● **WHAT TO WORK ON**:
Looking at the entries below, state how many lines contain the word "window". Give the number alone.

● **MATERIAL FOR THE TASK**:
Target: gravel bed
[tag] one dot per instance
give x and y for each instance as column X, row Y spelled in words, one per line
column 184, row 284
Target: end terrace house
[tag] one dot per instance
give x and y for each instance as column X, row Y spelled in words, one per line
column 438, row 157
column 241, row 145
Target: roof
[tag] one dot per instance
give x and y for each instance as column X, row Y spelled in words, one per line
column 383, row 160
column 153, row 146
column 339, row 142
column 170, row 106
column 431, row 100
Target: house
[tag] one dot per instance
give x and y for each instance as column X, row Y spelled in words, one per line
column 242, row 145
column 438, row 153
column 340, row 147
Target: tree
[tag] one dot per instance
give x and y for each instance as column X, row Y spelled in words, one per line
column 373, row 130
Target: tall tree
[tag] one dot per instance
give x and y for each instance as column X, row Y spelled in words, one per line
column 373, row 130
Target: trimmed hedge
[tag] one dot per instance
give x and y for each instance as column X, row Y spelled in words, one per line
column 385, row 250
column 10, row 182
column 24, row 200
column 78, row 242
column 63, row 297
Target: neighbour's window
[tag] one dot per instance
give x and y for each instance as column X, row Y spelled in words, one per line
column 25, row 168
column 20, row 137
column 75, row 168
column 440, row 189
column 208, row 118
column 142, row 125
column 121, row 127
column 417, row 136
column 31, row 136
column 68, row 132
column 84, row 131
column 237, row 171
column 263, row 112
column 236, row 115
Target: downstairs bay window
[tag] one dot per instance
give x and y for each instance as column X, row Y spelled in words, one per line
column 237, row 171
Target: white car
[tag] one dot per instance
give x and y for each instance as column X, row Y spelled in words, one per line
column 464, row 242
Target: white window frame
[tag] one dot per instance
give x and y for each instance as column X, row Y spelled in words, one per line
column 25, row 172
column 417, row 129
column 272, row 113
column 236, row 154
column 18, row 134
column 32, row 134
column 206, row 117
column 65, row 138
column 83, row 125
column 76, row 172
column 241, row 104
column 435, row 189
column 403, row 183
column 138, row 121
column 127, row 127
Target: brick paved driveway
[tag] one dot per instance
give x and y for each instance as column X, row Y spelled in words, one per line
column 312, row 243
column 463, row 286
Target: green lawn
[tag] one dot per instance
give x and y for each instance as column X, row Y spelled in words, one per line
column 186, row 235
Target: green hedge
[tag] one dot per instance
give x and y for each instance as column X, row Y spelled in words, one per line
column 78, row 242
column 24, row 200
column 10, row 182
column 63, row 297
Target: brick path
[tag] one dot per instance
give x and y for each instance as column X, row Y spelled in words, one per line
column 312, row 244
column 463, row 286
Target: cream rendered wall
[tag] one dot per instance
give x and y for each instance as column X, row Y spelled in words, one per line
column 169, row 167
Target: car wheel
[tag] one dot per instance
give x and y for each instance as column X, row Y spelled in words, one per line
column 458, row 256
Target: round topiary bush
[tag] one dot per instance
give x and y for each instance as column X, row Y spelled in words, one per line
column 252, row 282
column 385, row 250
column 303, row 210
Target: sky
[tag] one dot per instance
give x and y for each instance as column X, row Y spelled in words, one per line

● **WRITTEN SOLUTION**:
3